### Stated problem:
Swap "turned wooden leg" for "carved wooden leg" everywhere in the material below and give it back otherwise unchanged. Leave the pictures out of your answer.

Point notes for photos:
= = = = = = =
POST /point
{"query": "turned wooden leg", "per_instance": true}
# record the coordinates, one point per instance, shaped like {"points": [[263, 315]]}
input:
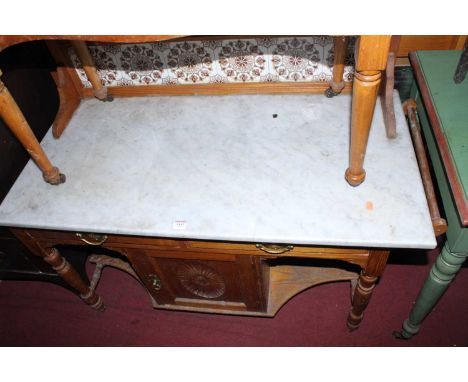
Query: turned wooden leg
= = = = = = =
### Response to this exercise:
POST /point
{"query": "carved wooden leg", "per_instance": true}
# record the coordinates, one point per instance, shaped like {"points": [[263, 315]]}
input:
Query: carved wooden leg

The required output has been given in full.